> [VORLIEGENDER AUSZUG]
▬▬▬
Als die Amerikaner von zwei Wochen die Europäer einluden, sich an einer temporären Marineallianz zum Schutz der Meere rund um die Arabische Halbinsel zu beteiligen, ernteten sie erst mal Schweigen. Der Appetit, sich unter US-Führung an einer de facto gegen den Iran gerichteten Operation zu beteiligen, ist gering.

Nun fordern die Briten von den übrigen Europäern Schützenhilfe. Sie betonen klugerweise, dass es ihnen nicht darum gehe, sich an der US-Politik des maximalen Drucks auf den Iran zu beteiligen. Es sollen einzig Schiffe im Persischen Golf und in der Strasse von Hormus vor iranischen Übergriffen geschützt werden.

«Atalanta» als Vorbild

Das aktuelle Vorbild ist die europäische Marineoperation «Atalanta» zur Abwehr somalischer Seepiraten am Horn von Afrika. Das Beispiel zeigt: Eine solche Operation kann erfolgreich sein, wenn sich genügend Kriegsmarinen daran beteiligen und sich gut koordinieren.

Im jetzigen Fall wären die Briten allein überfordert, Frachter und Tanker vor iranischen Kaperungen zu schützen. Doch es könnten sich auch Franzosen, Deutsche, Italiener, Dänen, Norweger, Spanier und andere beteiligen. Sie alle verfügen über geeignete Kriegsschiffe. Der Iran wiederum besitzt nur bescheidene Seestreitkräfte. Aber gleich vor der eigenen Haustür können sie bereits mit bewaffneten Patrouillenbooten einiges erreichen, vor allem wenn sie ohne Skrupel operieren. Jedenfalls ist die iranische Marine ein wesentlich respekteinflössenderer Gegner als somalische Piraten. Hingegen dürfte es der Iran kaum auf direkte Konfrontationen mit europäischen Kriegsschiffen ankommen lassen.
▬▬▬
> [GEGEBENE DATEN]
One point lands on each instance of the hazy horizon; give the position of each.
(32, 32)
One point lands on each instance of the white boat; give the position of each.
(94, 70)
▬▬▬
> [AUFGABENSTELLUNG] Gib den Abschnitt des Auszugs über die geplante Marineallianz von „Nun fordern die“ bis einschließlich „sich gut koordinieren.“ erneut wieder und tausche dabei „Strasse von Hormus“ gegen „Meerenge von Hormus“ aus.

> [ERGEBNIS]
Nun fordern die Briten von den übrigen Europäern Schützenhilfe. Sie betonen klugerweise, dass es ihnen nicht darum gehe, sich an der US-Politik des maximalen Drucks auf den Iran zu beteiligen. Es sollen einzig Schiffe im Persischen Golf und in der Meerenge von Hormus vor iranischen Übergriffen geschützt werden.

«Atalanta» als Vorbild

Das aktuelle Vorbild ist die europäische Marineoperation «Atalanta» zur Abwehr somalischer Seepiraten am Horn von Afrika. Das Beispiel zeigt: Eine solche Operation kann erfolgreich sein, wenn sich genügend Kriegsmarinen daran beteiligen und sich gut koordinieren.